# What is expected
In the data below, take the part that opens with the line containing "Flashcard task. Put a dot on each instance of the overturned" and closes with the line containing "x=145 y=348", and write out only those lines again, substituting "toppled mushroom" for every "overturned mushroom" and leaving everything else unchanged.

···

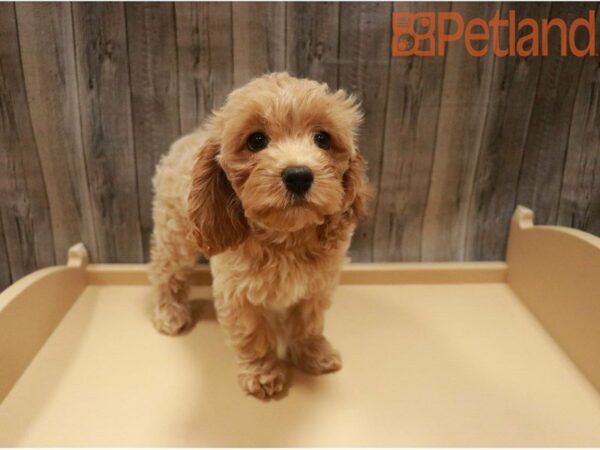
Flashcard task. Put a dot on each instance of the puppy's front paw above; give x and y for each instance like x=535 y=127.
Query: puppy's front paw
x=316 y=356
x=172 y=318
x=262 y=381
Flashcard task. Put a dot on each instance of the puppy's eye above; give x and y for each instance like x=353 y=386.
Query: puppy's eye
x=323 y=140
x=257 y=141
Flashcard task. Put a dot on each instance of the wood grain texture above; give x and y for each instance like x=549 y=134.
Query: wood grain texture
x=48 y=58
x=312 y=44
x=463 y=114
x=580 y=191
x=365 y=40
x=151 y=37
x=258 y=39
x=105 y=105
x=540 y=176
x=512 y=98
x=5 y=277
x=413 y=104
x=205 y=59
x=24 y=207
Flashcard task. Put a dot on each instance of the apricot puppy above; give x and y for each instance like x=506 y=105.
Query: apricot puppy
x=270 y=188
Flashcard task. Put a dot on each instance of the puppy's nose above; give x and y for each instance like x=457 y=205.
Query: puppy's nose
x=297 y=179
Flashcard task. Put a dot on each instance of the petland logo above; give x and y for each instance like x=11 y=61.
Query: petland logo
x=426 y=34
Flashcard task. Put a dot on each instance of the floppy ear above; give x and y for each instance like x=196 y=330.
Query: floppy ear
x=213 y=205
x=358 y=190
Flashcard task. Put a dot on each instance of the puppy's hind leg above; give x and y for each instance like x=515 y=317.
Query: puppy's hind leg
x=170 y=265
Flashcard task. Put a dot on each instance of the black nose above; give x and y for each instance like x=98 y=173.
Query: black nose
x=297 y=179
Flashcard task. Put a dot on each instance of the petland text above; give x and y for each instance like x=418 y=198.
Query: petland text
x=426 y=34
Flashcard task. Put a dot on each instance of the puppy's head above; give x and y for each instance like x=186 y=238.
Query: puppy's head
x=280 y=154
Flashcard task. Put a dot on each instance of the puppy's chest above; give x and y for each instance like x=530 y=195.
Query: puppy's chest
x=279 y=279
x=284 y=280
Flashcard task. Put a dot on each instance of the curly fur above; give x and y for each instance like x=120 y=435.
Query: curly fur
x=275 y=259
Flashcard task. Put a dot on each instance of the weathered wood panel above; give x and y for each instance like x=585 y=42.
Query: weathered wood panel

···

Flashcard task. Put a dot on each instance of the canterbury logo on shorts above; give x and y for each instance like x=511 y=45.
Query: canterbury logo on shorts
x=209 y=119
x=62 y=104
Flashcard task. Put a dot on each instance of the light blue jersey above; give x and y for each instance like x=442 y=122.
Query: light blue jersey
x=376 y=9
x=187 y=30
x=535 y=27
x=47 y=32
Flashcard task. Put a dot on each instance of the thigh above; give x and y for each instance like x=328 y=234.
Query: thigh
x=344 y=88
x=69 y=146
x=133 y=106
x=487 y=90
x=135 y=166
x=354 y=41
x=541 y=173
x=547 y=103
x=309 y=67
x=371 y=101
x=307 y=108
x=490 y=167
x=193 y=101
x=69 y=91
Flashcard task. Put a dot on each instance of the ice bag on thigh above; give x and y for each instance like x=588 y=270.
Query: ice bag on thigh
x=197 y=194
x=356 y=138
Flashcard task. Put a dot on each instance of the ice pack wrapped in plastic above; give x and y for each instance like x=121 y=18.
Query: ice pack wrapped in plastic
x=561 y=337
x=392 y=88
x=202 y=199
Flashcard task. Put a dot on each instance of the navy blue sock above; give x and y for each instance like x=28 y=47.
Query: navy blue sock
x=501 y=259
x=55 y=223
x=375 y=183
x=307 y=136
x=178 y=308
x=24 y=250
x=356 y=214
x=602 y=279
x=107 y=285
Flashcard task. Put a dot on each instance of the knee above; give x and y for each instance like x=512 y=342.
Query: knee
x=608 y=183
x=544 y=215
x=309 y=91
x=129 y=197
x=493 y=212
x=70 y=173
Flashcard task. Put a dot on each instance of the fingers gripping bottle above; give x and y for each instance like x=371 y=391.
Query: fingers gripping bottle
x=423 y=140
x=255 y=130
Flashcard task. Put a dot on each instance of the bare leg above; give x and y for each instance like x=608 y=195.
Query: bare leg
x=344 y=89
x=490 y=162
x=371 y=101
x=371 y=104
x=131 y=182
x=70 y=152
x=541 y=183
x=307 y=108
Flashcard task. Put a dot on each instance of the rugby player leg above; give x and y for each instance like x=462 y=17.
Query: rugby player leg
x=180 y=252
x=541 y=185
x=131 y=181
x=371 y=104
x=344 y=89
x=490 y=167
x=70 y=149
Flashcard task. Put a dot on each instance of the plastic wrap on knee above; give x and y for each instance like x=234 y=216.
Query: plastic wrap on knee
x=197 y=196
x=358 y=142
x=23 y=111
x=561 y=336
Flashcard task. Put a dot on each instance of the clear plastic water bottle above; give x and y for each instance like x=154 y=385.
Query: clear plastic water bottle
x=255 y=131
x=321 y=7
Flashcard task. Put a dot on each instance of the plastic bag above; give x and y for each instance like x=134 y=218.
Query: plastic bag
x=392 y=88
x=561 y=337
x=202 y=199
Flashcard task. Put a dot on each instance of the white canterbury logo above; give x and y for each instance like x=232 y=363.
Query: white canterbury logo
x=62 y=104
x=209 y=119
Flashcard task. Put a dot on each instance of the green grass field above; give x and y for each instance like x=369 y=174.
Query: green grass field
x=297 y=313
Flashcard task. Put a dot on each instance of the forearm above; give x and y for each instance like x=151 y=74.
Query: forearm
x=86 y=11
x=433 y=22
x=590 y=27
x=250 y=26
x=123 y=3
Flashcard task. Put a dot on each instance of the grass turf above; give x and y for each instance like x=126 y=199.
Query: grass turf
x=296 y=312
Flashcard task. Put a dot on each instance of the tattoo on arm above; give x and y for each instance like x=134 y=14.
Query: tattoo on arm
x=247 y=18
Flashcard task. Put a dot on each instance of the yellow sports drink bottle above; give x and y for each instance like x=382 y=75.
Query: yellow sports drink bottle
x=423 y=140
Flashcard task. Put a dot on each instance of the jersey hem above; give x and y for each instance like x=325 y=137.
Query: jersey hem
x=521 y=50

···

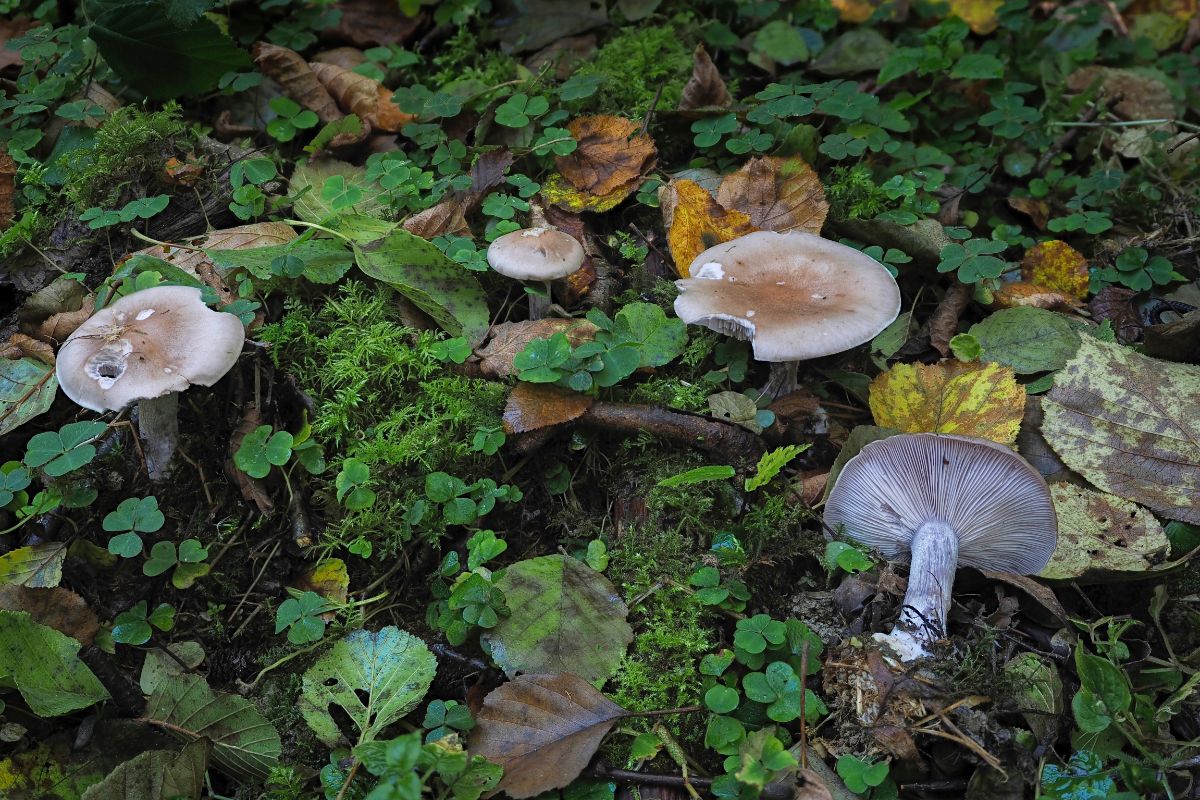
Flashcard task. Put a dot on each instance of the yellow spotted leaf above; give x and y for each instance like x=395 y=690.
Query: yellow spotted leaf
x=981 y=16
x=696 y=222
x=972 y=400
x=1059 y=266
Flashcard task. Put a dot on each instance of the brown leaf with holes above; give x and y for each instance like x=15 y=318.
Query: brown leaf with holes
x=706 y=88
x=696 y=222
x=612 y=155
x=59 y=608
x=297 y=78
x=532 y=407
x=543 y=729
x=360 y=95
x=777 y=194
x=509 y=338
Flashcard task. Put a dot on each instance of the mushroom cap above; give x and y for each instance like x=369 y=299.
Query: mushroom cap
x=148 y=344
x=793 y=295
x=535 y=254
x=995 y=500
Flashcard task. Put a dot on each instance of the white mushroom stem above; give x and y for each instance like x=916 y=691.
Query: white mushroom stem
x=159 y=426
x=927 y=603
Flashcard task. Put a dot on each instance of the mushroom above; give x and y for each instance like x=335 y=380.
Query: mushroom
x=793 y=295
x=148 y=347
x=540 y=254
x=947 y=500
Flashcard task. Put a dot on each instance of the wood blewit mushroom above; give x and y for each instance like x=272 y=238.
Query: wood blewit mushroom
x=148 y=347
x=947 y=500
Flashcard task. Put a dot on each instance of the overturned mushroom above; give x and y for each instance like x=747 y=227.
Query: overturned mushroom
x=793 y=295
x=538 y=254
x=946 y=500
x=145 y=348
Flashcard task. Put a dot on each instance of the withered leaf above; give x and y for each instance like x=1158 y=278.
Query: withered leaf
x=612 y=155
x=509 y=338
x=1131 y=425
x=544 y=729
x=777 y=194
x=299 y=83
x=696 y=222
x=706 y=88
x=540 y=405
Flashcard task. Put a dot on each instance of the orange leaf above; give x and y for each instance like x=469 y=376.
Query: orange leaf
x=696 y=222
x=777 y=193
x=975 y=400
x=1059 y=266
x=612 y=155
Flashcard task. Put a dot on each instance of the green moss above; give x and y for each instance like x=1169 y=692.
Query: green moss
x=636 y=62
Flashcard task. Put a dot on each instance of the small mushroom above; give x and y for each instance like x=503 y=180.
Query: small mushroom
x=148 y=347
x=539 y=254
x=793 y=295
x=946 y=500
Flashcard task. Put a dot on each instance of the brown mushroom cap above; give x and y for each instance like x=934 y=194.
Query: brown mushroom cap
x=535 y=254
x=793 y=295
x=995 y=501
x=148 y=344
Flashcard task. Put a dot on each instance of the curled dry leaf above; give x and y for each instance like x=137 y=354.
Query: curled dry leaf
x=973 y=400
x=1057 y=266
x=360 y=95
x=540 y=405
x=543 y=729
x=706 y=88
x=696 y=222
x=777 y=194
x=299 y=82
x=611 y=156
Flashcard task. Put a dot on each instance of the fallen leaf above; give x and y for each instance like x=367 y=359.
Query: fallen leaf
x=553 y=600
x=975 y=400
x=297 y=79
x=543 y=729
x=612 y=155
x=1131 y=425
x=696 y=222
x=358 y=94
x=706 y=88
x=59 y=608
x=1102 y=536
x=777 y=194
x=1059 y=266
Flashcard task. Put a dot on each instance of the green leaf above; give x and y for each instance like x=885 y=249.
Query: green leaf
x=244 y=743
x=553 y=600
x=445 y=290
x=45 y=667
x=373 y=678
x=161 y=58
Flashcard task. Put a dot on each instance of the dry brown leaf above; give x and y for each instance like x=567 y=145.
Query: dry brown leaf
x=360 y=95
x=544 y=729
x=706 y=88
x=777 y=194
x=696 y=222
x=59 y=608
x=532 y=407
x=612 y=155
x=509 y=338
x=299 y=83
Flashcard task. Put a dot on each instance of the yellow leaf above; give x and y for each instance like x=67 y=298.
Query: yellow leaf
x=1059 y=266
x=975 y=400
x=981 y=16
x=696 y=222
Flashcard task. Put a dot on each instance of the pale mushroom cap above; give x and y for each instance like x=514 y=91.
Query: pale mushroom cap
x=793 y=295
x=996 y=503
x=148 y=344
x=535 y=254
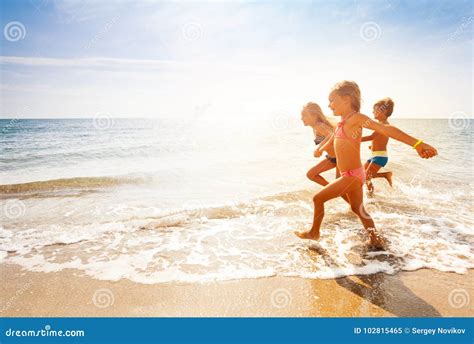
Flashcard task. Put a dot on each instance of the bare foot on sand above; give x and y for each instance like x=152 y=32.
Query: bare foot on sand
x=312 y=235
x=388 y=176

···

# Problem solution
Flashcard task. Put a dot on each instance of the toppled mushroom above; give x and y for each instance like x=747 y=227.
Query: toppled mushroom
x=793 y=295
x=538 y=254
x=946 y=500
x=145 y=348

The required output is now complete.